**WORK TO DO**
Please gather every line from the rows below that contains the string "wall". Case must match.

§ §

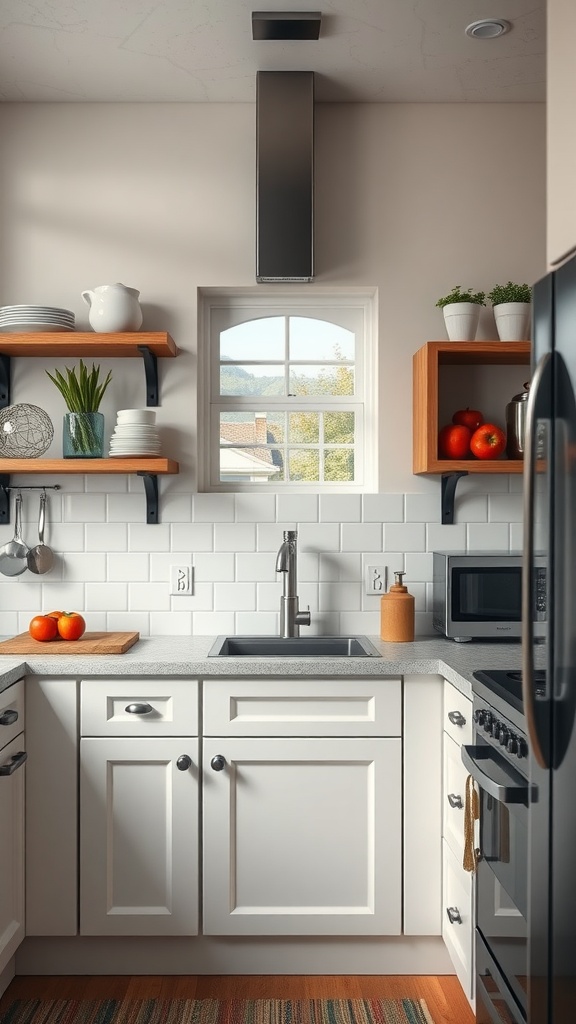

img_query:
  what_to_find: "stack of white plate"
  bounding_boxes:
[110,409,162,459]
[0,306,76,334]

§ §

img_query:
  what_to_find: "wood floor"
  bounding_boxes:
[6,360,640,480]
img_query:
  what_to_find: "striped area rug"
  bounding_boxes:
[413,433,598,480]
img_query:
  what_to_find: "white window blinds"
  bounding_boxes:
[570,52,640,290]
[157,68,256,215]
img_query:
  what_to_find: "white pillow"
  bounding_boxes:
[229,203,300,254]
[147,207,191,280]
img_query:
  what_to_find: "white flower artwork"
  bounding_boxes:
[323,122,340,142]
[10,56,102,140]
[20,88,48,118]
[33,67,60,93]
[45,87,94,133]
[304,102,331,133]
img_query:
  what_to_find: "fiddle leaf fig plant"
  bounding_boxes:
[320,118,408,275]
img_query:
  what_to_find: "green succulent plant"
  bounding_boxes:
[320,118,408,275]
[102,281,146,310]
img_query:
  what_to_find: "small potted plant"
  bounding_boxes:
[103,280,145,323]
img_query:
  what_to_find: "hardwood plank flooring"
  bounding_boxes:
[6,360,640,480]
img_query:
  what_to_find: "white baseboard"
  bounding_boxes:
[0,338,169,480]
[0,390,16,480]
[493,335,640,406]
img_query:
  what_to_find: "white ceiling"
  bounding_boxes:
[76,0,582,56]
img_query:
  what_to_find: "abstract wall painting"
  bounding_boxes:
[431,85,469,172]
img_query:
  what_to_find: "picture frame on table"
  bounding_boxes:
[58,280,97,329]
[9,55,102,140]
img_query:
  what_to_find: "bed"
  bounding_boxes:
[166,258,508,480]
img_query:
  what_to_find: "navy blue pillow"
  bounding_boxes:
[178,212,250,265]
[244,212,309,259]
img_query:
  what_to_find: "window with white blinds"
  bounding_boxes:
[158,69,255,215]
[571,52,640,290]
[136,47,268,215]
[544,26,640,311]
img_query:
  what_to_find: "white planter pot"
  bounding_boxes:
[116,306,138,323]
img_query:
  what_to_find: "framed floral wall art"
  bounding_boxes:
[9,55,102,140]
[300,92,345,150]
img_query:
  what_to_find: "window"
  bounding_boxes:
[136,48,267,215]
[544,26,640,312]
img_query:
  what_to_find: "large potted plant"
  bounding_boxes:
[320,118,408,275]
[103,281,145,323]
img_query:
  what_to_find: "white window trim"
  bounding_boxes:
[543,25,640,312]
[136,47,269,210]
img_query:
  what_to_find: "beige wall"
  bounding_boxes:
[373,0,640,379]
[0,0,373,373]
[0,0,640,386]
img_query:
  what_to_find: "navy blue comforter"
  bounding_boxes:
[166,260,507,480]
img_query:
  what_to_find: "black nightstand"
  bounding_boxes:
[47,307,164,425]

§ §

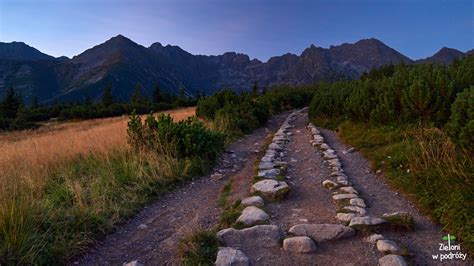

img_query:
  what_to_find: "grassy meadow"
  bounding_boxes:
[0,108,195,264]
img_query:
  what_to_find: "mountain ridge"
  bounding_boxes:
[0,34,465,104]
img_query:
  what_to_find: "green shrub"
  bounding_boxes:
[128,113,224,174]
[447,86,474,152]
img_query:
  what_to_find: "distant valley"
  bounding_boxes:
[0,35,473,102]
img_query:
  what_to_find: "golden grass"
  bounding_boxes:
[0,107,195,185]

§ §

**FULL OUTPUT**
  what_to_find: "abstract wall painting"
  what_to_find: "framed floral wall art"
  what_to_find: "beige wall"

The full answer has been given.